■ **Given task**:
Express the part of the material that opens with the line containing "Exercise. For every instance of the ocean" and closes with the line containing "<point>57,207</point>", both lines included, as a numbered list with any blank lines left out. Give only those lines.

■ **Exercise input**:
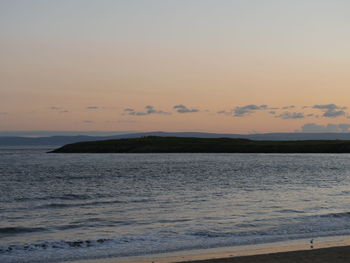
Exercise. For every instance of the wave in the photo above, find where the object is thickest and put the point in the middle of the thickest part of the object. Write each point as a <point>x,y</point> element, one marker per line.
<point>19,230</point>
<point>65,205</point>
<point>53,245</point>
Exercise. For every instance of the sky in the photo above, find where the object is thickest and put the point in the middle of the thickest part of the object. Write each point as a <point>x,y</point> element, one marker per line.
<point>239,66</point>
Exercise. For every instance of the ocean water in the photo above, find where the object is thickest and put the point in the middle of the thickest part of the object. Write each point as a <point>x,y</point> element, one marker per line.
<point>57,207</point>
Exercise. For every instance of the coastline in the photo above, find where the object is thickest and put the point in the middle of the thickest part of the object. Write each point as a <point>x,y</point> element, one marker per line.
<point>325,249</point>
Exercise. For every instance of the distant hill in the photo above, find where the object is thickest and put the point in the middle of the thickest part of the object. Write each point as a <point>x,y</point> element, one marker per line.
<point>156,144</point>
<point>62,140</point>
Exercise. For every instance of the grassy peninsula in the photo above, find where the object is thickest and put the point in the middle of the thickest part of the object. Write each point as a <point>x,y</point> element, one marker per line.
<point>155,144</point>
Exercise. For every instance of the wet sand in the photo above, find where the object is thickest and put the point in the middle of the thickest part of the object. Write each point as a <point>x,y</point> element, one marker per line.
<point>322,250</point>
<point>323,255</point>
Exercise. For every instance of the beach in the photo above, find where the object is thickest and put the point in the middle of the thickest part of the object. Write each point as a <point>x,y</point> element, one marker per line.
<point>169,207</point>
<point>322,250</point>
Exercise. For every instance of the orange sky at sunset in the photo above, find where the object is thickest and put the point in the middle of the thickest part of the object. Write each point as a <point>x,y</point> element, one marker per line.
<point>228,66</point>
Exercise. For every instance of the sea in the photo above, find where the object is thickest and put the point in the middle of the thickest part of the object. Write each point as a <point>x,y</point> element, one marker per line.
<point>61,207</point>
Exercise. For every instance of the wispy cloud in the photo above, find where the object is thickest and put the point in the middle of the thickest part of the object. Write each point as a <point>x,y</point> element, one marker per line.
<point>291,115</point>
<point>149,110</point>
<point>241,111</point>
<point>330,110</point>
<point>288,107</point>
<point>313,127</point>
<point>183,109</point>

■ **The result**:
1. Exercise. For every instance of the ocean water in the photo above, find where the object is thickest and put the point in the middle of the thickest part of the object. Write each point as a <point>x,y</point> element, one marker per line.
2. <point>57,207</point>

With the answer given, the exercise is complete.